------ INFORMATION GIVEN ------
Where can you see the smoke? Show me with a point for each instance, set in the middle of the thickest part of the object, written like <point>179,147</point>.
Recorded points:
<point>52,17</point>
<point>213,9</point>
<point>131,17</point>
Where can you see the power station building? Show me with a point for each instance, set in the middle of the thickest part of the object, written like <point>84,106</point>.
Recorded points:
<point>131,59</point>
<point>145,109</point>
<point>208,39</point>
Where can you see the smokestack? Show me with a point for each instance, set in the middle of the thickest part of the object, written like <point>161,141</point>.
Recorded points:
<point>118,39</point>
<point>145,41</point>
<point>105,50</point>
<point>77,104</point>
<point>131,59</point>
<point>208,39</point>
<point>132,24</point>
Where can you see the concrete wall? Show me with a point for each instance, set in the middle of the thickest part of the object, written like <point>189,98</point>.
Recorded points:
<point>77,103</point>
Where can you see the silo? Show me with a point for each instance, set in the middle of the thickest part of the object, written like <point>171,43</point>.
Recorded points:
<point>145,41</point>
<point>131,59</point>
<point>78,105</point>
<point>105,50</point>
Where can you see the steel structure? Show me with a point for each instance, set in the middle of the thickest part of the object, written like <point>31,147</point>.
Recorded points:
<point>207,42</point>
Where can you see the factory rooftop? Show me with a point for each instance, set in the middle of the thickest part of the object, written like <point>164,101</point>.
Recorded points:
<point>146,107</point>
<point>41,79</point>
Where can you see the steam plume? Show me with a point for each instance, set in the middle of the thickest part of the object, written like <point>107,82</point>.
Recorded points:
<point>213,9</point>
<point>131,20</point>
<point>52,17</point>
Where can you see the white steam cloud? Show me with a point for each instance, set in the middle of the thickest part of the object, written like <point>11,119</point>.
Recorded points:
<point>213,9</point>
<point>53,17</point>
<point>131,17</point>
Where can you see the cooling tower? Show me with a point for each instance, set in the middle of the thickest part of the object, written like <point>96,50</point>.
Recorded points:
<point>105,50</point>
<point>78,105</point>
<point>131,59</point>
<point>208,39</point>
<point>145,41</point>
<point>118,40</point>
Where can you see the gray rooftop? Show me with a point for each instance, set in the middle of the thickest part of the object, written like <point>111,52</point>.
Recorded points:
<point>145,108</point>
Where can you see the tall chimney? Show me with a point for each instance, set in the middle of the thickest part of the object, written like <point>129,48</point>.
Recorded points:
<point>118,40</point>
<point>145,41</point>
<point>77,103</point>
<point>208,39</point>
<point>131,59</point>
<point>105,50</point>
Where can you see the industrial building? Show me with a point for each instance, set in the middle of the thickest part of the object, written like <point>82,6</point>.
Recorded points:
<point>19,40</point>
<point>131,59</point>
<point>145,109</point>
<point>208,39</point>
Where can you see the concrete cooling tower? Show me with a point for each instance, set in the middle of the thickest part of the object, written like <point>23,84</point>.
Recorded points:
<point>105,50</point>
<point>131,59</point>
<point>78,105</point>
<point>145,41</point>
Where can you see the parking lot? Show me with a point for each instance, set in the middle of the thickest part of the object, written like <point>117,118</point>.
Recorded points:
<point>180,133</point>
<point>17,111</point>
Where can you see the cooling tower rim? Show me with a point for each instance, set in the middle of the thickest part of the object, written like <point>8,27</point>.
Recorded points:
------
* **YOUR TASK**:
Filter the records down to the lines containing the word "concrete", and copy those.

* **RESPONSE**:
Where can you see the concrete wall? Show me with a point for each instance, set in the middle of the thickest part of the object, written like <point>189,98</point>.
Where can you see the concrete cooling tower? Show me with a point for each instance, set in the middle of the thickest part of the object, written like <point>23,84</point>.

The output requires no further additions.